**Objective**
Can you rewrite the listing below as a JSON list of strings, one string per line, with blank lines omitted? Leave any pictures out of your answer.

--- Start of Stored data ---

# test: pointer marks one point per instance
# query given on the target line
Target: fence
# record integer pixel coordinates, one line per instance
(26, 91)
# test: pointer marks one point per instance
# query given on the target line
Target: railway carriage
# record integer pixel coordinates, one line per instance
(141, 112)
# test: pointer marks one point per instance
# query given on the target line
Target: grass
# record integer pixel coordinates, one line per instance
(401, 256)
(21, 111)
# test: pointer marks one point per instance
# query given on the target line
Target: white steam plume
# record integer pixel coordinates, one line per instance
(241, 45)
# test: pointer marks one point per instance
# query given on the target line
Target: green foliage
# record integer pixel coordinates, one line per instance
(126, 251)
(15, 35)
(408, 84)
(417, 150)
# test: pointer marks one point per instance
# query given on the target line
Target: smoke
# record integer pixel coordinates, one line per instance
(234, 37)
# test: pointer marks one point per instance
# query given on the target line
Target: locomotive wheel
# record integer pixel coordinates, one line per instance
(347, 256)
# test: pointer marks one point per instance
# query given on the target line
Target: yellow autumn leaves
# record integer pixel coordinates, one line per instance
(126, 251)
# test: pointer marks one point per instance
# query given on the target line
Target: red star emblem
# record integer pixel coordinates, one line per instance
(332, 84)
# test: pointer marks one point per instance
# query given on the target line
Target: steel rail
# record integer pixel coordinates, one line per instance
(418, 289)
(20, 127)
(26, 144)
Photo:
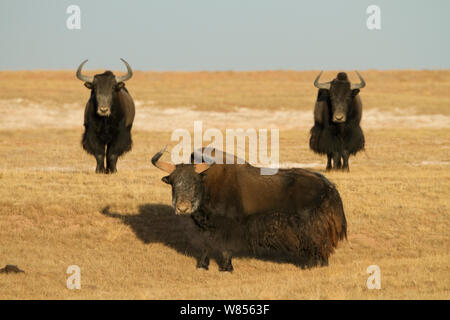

--- End of Stored data ---

**Solution for this exercise**
[
  "# test: pointer marks one point per instance",
  "# query given on the target line",
  "Target: fence",
  "# record integer pixel coordinates, one line per instance",
  "(26, 91)",
  "# test: pointer marks one point per instance",
  "# query given on the target line",
  "Target: railway carriage",
  "# record integer pixel coordinates, one line per instance",
  "(141, 112)",
  "# test: pointer marks one point per instance",
  "# query given on the target line",
  "Target: grass",
  "# record integer pixel coordinates, one line per instance",
  "(401, 256)",
  "(21, 111)",
  "# test: pointer marks one point per instance",
  "# query given on the target line",
  "Target: white steam plume",
  "# record integer pixel coordinates, one line per instance",
  "(241, 45)",
  "# test: pointer marks one point per instance",
  "# query given on the target line",
  "Target: green foliage",
  "# record integer pixel coordinates, one line per instance",
  "(126, 251)",
  "(15, 35)",
  "(408, 84)",
  "(417, 150)",
  "# test: pointer marks one point per instance",
  "# query given on the target line",
  "Target: smoke",
  "# record integer pixel coordinates, one line per instance",
  "(234, 37)",
  "# test: pointer marks one point per instance",
  "# query given on the target line",
  "Target: locomotive wheel",
  "# record integer pixel coordinates, one line per instance",
  "(347, 256)",
  "# test: pointer marks one point per instance",
  "# query given on the target line",
  "Target: yellow autumn leaves",
  "# record integer pixel coordinates, one line per instance",
  "(126, 251)",
  "# test: pointer marks one point per instance",
  "# query given on the target line",
  "Target: red star emblem",
  "# record integer pixel coordinates, one line per instance",
  "(332, 84)",
  "# test: pointer marks one point per instance",
  "# query given on the target line",
  "Target: steel rail",
  "# record integer pixel coordinates, one line per instance",
  "(418, 289)",
  "(20, 127)",
  "(26, 144)",
  "Photo:"
]